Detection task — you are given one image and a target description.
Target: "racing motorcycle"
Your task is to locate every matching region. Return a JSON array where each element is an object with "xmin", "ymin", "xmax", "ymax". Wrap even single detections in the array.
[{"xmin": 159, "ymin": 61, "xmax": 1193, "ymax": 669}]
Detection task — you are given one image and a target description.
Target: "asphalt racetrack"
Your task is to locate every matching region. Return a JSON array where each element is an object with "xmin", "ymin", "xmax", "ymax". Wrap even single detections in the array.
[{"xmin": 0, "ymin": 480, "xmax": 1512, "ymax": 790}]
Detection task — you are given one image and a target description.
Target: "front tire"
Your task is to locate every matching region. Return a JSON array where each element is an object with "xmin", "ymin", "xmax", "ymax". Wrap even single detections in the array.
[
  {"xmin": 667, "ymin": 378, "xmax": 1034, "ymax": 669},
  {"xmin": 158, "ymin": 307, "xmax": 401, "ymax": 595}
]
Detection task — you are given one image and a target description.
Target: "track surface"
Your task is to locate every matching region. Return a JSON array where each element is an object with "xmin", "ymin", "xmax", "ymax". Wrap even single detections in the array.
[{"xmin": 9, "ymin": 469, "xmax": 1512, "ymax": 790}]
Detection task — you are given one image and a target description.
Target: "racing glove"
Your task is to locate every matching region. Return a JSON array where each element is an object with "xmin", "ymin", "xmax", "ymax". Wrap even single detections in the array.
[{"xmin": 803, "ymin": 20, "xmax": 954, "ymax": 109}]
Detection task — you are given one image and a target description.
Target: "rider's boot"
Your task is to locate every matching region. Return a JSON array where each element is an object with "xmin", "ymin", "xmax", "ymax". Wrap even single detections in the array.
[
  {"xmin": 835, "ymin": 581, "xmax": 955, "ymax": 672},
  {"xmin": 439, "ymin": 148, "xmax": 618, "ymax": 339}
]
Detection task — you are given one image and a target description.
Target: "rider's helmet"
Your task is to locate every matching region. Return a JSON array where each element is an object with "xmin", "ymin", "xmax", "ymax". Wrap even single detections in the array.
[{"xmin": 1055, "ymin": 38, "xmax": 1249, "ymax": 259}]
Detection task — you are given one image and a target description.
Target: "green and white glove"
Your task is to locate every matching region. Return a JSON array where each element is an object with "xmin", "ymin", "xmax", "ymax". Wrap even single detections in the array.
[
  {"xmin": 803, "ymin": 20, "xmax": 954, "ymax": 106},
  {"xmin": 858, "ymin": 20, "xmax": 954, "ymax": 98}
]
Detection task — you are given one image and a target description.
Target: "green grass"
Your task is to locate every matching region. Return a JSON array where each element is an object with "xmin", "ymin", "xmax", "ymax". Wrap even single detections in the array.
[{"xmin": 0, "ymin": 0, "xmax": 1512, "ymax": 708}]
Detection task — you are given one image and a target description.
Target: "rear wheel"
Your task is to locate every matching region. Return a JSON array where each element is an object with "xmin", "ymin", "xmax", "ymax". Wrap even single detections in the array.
#####
List every line of the records that contains the word "racing", copying each line in full.

Target: "racing motorcycle"
Target: "racing glove"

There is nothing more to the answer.